Location identification items

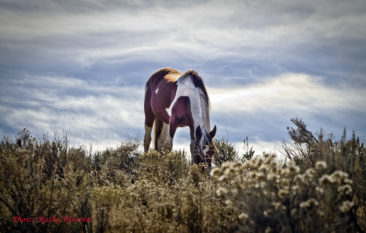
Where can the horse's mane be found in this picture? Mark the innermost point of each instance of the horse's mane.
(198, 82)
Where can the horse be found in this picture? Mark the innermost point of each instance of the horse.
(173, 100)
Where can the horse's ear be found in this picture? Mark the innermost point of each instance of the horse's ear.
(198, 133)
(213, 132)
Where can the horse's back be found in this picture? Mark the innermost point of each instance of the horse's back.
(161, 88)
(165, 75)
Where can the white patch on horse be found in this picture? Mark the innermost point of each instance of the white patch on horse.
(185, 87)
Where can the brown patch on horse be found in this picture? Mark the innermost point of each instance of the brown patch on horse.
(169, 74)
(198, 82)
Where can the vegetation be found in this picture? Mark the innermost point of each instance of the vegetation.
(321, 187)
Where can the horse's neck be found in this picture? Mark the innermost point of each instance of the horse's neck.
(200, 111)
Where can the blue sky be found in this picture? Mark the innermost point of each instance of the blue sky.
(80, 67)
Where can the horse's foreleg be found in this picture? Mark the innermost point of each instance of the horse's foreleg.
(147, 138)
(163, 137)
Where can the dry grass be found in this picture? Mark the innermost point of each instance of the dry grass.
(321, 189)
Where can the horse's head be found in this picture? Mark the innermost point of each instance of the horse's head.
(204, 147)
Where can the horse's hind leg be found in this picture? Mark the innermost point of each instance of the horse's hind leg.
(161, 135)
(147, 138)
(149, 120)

==

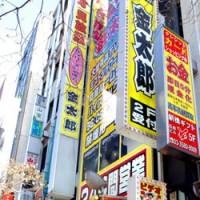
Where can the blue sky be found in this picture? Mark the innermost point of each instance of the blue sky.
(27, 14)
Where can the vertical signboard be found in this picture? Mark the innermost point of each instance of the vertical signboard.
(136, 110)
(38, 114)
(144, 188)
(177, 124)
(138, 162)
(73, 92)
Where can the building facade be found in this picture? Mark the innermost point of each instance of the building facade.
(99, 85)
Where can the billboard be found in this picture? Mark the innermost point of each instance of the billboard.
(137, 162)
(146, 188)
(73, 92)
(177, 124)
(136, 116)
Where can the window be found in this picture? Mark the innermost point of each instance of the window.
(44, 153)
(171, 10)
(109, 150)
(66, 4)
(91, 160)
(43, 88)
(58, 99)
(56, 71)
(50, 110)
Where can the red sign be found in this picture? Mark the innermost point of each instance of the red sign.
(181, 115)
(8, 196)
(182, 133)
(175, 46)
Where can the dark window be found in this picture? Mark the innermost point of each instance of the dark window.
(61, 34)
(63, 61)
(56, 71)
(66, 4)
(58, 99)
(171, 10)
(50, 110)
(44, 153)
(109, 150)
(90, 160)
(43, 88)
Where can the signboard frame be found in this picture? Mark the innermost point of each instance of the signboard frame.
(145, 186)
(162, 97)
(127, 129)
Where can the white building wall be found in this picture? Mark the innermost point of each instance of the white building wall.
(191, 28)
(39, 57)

## What this task involves
Pull out every line in the items above that includes the word "white".

## Solution to this exercise
Where can the white patch on horse be found in this picture? Mark the innermost point of each instance of the white patch on horse.
Where can the white building wall be found in this picture? Mark the innermost point of each instance of the white building wall.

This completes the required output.